**Do this**. Copy the lines from the one containing "[segment] blue knit sweater" through the one containing "M 43 204 L 44", inclusive, swapping "windshield" for "windscreen" and changing nothing else.

**Material provided**.
:::

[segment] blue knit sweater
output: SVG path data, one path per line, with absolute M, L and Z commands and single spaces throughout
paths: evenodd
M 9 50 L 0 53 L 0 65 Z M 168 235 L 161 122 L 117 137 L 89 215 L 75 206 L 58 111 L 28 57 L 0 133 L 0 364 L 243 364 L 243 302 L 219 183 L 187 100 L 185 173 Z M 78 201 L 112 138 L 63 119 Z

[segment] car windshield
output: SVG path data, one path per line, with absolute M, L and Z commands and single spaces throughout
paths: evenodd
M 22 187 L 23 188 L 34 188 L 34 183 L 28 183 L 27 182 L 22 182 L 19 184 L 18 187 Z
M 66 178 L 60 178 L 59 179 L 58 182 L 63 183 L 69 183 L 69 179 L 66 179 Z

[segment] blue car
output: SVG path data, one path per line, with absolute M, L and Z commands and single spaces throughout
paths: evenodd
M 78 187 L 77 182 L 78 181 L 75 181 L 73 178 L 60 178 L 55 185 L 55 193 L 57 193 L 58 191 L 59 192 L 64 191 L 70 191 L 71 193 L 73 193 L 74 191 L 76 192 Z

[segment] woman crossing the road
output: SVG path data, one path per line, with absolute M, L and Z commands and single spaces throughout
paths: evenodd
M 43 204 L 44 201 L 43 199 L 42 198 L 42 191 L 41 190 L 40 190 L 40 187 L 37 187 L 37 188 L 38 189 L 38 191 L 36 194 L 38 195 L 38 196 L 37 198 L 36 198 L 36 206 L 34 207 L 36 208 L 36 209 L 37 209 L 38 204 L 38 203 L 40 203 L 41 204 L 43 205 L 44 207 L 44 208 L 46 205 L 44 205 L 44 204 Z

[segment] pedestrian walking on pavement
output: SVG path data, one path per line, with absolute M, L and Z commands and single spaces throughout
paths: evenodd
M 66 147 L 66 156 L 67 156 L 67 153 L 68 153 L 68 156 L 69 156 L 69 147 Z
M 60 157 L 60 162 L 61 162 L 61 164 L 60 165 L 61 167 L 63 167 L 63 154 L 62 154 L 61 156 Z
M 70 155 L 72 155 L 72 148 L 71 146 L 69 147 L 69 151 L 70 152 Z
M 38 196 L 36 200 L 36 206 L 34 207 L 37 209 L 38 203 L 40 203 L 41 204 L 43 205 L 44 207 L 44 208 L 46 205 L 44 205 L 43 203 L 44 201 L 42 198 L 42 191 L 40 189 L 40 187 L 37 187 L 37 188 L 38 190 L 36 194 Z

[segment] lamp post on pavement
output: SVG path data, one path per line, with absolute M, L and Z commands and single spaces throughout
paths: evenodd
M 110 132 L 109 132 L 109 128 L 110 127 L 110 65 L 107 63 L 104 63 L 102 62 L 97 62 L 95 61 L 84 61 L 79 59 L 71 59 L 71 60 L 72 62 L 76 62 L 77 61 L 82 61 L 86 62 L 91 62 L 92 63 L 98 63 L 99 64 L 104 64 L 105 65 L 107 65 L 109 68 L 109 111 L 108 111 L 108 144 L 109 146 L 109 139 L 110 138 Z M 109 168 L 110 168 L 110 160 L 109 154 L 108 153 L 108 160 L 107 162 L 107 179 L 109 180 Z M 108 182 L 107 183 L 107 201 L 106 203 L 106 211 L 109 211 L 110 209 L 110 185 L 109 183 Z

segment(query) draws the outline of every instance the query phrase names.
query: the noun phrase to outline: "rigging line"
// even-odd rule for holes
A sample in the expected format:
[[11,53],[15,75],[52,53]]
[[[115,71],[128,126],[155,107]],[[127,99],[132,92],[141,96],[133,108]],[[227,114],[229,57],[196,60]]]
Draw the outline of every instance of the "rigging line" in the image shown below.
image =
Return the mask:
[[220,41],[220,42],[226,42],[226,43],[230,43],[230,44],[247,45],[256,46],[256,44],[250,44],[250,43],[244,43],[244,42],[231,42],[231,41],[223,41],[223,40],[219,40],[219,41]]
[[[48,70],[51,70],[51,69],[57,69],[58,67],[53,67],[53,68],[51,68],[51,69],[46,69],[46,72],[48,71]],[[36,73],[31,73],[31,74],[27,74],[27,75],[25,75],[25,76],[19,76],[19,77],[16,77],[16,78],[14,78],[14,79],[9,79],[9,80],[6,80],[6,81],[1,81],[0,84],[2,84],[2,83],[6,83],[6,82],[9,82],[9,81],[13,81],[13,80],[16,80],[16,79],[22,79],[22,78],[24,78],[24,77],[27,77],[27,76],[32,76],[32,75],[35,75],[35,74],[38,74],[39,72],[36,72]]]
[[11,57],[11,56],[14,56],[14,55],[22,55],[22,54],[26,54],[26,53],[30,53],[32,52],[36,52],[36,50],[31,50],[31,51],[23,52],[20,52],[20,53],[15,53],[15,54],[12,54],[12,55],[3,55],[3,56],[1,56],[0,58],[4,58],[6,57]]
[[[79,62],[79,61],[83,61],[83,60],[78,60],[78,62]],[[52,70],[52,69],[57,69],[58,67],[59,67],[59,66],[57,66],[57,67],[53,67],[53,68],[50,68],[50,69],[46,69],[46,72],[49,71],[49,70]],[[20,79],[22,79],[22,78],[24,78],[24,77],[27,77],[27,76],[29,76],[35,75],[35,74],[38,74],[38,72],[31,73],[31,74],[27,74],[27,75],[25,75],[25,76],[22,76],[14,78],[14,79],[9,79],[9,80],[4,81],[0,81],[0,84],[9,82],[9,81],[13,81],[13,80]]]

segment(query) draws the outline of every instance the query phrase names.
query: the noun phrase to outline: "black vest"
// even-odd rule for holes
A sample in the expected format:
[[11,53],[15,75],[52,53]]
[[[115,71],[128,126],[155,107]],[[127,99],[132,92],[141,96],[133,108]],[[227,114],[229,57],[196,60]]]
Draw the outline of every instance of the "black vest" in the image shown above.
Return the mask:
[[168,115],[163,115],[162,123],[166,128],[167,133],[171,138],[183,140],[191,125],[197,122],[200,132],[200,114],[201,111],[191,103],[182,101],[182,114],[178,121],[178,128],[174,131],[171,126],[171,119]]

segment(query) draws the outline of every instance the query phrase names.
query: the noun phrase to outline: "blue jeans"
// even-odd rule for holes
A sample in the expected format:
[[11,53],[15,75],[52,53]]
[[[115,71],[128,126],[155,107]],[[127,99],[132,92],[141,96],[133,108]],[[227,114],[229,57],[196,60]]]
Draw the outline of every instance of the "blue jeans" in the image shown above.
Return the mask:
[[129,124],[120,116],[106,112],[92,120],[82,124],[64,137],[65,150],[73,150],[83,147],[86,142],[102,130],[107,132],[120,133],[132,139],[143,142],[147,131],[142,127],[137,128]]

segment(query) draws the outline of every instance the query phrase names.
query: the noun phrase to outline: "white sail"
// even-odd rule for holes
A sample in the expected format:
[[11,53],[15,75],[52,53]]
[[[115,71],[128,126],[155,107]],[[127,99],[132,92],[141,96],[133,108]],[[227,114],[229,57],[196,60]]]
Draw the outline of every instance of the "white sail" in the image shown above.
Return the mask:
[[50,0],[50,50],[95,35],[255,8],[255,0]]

:::

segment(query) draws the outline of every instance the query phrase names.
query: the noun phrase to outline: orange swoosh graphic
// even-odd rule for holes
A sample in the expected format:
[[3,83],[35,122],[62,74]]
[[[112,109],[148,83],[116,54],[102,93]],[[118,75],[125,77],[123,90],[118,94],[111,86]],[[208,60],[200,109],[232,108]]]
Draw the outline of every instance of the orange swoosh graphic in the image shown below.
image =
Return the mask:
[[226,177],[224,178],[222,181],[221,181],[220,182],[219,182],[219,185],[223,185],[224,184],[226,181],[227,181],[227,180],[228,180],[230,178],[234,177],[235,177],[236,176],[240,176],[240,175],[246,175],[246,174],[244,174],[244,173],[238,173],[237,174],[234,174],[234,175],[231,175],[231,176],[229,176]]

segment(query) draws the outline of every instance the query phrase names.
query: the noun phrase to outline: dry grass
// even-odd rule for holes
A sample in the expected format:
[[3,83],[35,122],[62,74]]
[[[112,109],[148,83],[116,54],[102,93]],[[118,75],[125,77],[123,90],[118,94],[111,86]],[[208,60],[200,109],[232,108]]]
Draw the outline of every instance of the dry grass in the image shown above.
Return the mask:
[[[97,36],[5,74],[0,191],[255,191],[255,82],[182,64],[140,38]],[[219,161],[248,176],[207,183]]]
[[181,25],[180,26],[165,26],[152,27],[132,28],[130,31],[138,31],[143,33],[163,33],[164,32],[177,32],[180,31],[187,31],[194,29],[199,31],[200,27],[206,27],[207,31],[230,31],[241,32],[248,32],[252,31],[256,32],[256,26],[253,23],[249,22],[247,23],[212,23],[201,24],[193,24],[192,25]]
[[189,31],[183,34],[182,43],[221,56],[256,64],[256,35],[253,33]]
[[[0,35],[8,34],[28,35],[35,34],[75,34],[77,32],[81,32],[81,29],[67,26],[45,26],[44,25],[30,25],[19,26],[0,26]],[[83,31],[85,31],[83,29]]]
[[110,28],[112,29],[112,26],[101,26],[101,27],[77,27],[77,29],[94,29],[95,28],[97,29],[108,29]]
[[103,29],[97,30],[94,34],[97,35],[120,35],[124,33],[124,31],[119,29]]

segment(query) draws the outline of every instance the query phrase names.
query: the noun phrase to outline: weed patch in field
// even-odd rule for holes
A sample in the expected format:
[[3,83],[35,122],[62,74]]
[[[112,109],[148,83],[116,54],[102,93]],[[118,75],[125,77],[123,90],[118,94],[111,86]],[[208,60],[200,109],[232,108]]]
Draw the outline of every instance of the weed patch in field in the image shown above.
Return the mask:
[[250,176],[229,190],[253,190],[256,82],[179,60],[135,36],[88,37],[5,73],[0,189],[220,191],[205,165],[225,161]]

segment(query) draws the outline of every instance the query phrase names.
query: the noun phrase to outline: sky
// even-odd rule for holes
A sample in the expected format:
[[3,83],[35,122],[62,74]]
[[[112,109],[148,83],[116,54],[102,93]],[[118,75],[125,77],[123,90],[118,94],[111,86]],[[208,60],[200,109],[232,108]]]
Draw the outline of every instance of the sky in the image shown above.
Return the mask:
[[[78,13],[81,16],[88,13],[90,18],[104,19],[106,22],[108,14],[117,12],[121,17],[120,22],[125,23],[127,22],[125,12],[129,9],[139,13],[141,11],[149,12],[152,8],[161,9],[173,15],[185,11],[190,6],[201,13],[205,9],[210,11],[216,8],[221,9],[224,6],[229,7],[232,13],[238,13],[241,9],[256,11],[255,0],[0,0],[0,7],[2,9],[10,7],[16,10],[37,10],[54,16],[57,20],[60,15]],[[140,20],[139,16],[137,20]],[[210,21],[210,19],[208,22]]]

:::

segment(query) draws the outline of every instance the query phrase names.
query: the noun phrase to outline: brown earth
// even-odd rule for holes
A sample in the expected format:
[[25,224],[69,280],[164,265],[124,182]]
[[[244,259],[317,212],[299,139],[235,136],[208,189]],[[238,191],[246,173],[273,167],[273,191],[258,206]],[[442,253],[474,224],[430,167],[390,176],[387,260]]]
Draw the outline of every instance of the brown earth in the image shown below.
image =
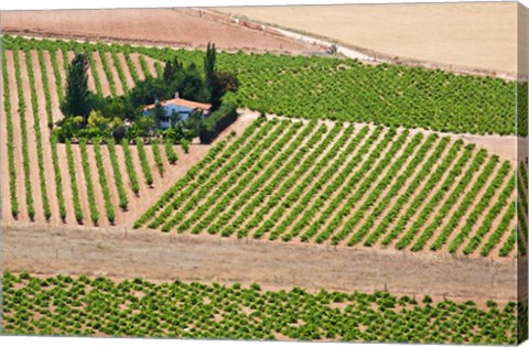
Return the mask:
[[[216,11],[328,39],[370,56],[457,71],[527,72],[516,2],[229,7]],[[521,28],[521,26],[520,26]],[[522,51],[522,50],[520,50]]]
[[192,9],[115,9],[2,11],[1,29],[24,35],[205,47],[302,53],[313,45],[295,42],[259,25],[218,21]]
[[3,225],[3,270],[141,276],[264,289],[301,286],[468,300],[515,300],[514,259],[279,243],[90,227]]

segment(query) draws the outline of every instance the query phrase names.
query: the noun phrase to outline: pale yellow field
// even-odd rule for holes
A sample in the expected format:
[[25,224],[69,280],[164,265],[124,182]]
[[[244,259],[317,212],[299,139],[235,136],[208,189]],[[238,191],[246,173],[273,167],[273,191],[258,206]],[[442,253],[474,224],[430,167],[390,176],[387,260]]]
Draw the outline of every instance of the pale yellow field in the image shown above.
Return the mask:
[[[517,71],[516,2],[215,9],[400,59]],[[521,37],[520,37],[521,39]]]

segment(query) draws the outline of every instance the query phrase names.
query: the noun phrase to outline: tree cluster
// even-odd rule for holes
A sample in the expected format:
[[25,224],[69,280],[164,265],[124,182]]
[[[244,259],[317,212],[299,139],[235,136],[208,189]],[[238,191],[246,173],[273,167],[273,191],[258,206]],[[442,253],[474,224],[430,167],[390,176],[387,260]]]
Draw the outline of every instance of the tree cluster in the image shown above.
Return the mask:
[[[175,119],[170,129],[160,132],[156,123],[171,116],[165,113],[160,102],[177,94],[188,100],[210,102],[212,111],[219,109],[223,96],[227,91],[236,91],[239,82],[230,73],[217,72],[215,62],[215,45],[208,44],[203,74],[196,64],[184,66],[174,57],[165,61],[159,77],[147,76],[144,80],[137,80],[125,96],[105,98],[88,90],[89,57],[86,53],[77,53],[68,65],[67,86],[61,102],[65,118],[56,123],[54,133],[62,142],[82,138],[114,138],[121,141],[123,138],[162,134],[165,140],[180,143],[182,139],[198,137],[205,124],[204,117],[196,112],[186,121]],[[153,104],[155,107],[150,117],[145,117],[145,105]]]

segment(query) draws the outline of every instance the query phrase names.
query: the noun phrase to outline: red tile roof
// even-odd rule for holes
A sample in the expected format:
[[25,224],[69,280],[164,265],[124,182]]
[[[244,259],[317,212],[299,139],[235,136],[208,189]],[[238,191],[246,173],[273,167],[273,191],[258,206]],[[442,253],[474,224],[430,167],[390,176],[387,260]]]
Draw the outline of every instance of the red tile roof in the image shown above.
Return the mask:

:::

**Solution to the exercise**.
[segment] blue knit sweater
output: SVG path data, one path per line, with absolute M, L and Z commands and single spaces throughout
paths: evenodd
M 9 50 L 0 53 L 0 65 Z M 168 235 L 161 122 L 117 137 L 89 215 L 75 206 L 58 111 L 28 57 L 0 133 L 0 364 L 243 364 L 243 302 L 219 183 L 187 100 L 185 173 Z M 78 201 L 112 138 L 63 119 Z

[segment] car windscreen
output: SVG path data, one path per line, with absolute M, L and Z commands and single spaces throughout
paths: evenodd
M 22 187 L 23 188 L 34 188 L 34 183 L 28 183 L 27 182 L 22 182 L 19 184 L 18 187 Z
M 66 178 L 60 178 L 59 179 L 58 182 L 63 183 L 69 183 L 69 179 L 66 179 Z

[segment] blue car
output: SVG path data, one path per line, with absolute M, L and Z commands and single spaces throughout
paths: evenodd
M 78 187 L 77 182 L 78 181 L 75 181 L 73 178 L 60 178 L 55 185 L 55 193 L 57 193 L 58 191 L 59 192 L 64 191 L 70 191 L 71 193 L 73 193 L 74 191 L 76 192 Z

[segment] woman crossing the road
output: SVG path data, one path per line, with absolute M, L and Z commands and single spaces throughout
paths: evenodd
M 43 204 L 44 201 L 43 199 L 42 198 L 42 191 L 41 190 L 40 190 L 40 187 L 37 187 L 37 188 L 38 189 L 38 191 L 36 194 L 38 195 L 38 196 L 37 198 L 36 198 L 36 206 L 34 207 L 36 208 L 36 209 L 37 209 L 38 204 L 38 203 L 40 203 L 41 204 L 43 205 L 44 207 L 44 208 L 46 205 L 44 205 L 44 204 Z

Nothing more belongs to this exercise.